Tareas a realizar:
1. Extraiga del texto sobre la emboscada a los agentes españoles en Irak el pasaje que comienza en las palabras "-Nadie avisó a" y termina después de "26 de noviembre.".
2. Indique si cada una de las siguientes afirmaciones concuerda con el texto sobre la emboscada a los agentes españoles en Irak. Responda sí o no y cite las palabras del texto que lo deciden.
(a) Siete agentes murieron en la emboscada y uno logró escapar.
(b) Los helicópteros de las tropas españolas llegaron mientras los cuerpos de los espías seguían en el lugar.
(c) El jefe de la operación recibió la llamada de auxilio en Madrid.
3. Redacte la continuación del texto sobre la emboscada a los agentes españoles en Irak a partir de su última oración.

Fragmento del documento:
# # # # # # #
-La llamada de auxilio de los 8 agentes la recibió en Madrid el jefe de la operación mientras compraba en unos grandes almacenes.
No había previsto un plan de respuesta.
-Zanón pudo escapar,
pero prefirió quedarse en el lugar de la emboscada junto a Merino, que estaba
muriéndose.
-Cerca del lugar del
ataque había un cuartel de las tropas de EE.UU. Acudieron cuando todo había
pasado.
-Los helicópteros de las
tropas españolas hicieron presencia cuando ya no estaban ni los cuerpos de los
espías.
-Nadie avisó a los
espías españoles de que en ese mismo lugar, unos días antes, había habido otro
ataque similar.
-El ministro Trillo
anunció la detención de los responsables del ataque. La realidad es otra: nadie
sabe por qué pasó y quienes dispararon.
-El servicio secreto de
Sadam buscaba vengarse de los españoles, pues se sentían engañados por ellos.
El mayor drama que ha
sufrido el servicio secreto español en sus 50 últimos años de historia –llámese
SECED, CESID o CNI- tuvo lugar el 29 de noviembre de 2003 en Irak. Siete
agentes fueron asesinados en una emboscada y uno consiguió huir. El episodio
más negro del espionaje, cuya herida todavía permanece abierta, comenzó tres
días antes, el 26 de noviembre.
# # # # # # #
Entradas de datos:
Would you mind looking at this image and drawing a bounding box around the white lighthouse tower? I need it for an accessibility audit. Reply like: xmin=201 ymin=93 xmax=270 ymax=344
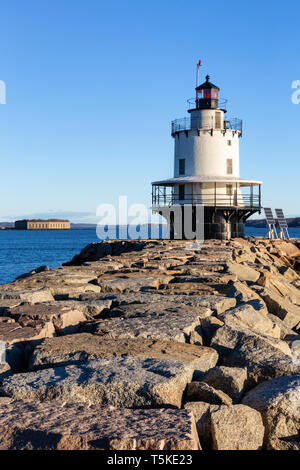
xmin=152 ymin=62 xmax=262 ymax=240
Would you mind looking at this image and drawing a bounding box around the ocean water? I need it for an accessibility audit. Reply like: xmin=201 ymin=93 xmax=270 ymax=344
xmin=0 ymin=228 xmax=300 ymax=284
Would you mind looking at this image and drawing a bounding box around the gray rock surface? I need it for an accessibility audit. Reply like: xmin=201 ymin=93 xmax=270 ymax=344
xmin=210 ymin=405 xmax=265 ymax=450
xmin=202 ymin=366 xmax=247 ymax=403
xmin=243 ymin=375 xmax=300 ymax=440
xmin=29 ymin=333 xmax=218 ymax=377
xmin=82 ymin=312 xmax=203 ymax=345
xmin=224 ymin=337 xmax=300 ymax=387
xmin=186 ymin=382 xmax=232 ymax=405
xmin=0 ymin=398 xmax=199 ymax=450
xmin=0 ymin=357 xmax=194 ymax=408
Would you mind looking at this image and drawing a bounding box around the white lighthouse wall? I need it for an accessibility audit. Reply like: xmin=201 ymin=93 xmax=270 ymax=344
xmin=174 ymin=110 xmax=240 ymax=178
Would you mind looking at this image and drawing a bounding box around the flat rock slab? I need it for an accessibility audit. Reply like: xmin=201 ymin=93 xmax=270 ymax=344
xmin=102 ymin=302 xmax=212 ymax=324
xmin=210 ymin=405 xmax=265 ymax=450
xmin=0 ymin=398 xmax=200 ymax=450
xmin=83 ymin=290 xmax=236 ymax=314
xmin=242 ymin=375 xmax=300 ymax=439
xmin=203 ymin=366 xmax=247 ymax=402
xmin=83 ymin=312 xmax=203 ymax=345
xmin=0 ymin=288 xmax=54 ymax=304
xmin=186 ymin=382 xmax=232 ymax=405
xmin=29 ymin=333 xmax=218 ymax=375
xmin=224 ymin=336 xmax=300 ymax=388
xmin=0 ymin=357 xmax=194 ymax=408
xmin=6 ymin=302 xmax=86 ymax=336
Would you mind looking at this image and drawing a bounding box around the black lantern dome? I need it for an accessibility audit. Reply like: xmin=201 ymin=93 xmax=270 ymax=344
xmin=196 ymin=75 xmax=220 ymax=109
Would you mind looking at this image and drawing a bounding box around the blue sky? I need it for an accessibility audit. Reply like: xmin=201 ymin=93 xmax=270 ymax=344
xmin=0 ymin=0 xmax=300 ymax=222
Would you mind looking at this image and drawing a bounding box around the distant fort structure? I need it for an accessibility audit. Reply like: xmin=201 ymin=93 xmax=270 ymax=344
xmin=15 ymin=219 xmax=71 ymax=230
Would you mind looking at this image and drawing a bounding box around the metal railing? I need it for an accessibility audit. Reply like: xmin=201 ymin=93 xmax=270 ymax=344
xmin=187 ymin=98 xmax=228 ymax=110
xmin=171 ymin=116 xmax=243 ymax=135
xmin=152 ymin=191 xmax=261 ymax=209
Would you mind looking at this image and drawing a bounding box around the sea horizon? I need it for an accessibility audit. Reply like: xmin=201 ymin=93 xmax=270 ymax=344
xmin=0 ymin=226 xmax=300 ymax=285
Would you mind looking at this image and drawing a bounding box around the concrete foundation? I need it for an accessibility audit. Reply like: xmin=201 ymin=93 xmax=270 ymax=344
xmin=169 ymin=207 xmax=245 ymax=240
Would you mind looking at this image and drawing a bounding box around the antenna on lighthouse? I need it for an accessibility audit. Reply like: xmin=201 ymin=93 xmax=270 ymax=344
xmin=196 ymin=60 xmax=202 ymax=88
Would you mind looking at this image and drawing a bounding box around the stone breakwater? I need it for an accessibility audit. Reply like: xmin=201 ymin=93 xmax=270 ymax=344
xmin=0 ymin=239 xmax=300 ymax=450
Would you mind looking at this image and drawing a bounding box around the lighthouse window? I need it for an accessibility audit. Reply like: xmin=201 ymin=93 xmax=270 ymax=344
xmin=179 ymin=158 xmax=185 ymax=175
xmin=226 ymin=158 xmax=233 ymax=175
xmin=215 ymin=112 xmax=221 ymax=129
xmin=179 ymin=184 xmax=184 ymax=201
xmin=226 ymin=184 xmax=232 ymax=196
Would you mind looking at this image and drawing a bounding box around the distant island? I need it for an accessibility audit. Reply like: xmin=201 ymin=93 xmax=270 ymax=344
xmin=0 ymin=217 xmax=300 ymax=230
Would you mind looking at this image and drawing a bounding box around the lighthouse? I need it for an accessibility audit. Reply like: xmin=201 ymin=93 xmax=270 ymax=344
xmin=152 ymin=61 xmax=262 ymax=240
# # # # # # #
Respuestas a las tareas:
1.
-Nadie avisó a los
espías españoles de que en ese mismo lugar, unos días antes, había habido otro
ataque similar.
-El ministro Trillo
anunció la detención de los responsables del ataque. La realidad es otra: nadie
sabe por qué pasó y quienes dispararon.
-El servicio secreto de
Sadam buscaba vengarse de los españoles, pues se sentían engañados por ellos.
El mayor drama que ha
sufrido el servicio secreto español en sus 50 últimos años de historia –llámese
SECED, CESID o CNI- tuvo lugar el 29 de noviembre de 2003 en Irak. Siete
agentes fueron asesinados en una emboscada y uno consiguió huir. El episodio
más negro del espionaje, cuya herida todavía permanece abierta, comenzó tres
días antes, el 26 de noviembre.

2.
(a) Sí: "Siete agentes fueron asesinados en una emboscada y uno consiguió huir."
(b) No: "hicieron presencia cuando ya no estaban ni los cuerpos de los espías."
(c) Sí: "la recibió en Madrid el jefe de la operación mientras compraba en unos grandes almacenes."

3.
Cuatro españoles
llegaron ese día a Bagdad: José Merino, José Carlos Rodríguez Pérez, José Lucas
Egea y José Manuel Sánchez Riera. Como eran espías –ellos prefieren llamarse
agentes de inteligencia-, viajaban de paisano y nada hizo que despertaran la
atención entre la población local. Su equipaje era escaso porque no llegaba a
una semana el tiempo que debían permanecer en el país. Era el viaje de conocimiento
del terreno previo a la misión que comenzarían a desempeñar a principios del
año siguiente. Llevaban un tiempo haciendo el curso previo en la sede central
en Madrid para conocer todo lo relacionado con el conflicto y para poder
desenvolverse en una situación hostil –funcionamiento de los equipos,
autoprotección, conducción evasiva, tiro, fotografía, comunicación o
aprendizaje del árabe-.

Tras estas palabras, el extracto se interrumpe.